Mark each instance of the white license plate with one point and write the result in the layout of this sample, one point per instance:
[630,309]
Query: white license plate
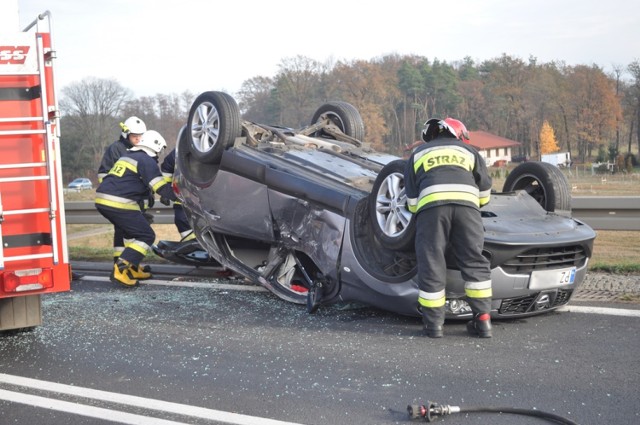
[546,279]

◆ ◆ ◆ ◆ ◆

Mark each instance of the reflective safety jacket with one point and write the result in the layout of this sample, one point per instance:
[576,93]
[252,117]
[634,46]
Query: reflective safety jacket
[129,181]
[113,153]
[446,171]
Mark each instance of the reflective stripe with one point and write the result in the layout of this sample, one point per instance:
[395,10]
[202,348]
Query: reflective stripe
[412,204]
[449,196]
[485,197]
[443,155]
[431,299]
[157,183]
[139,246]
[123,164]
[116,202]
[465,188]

◆ ◆ ◆ ◆ ◆

### EXERCISE AIM:
Please locate every line above that contains the word "sample" and copy each one.

### TASK RESULT:
Mark each instance of the white license plate with one point and write the result in the layout of this sample, one point per instance:
Mark each instance of the reflective safety jacket with one point and write the result in the layout of this sample, one point per instance:
Mark each instance of the reflective stripe with one point and write the result in the layout of this sample, one point per instance:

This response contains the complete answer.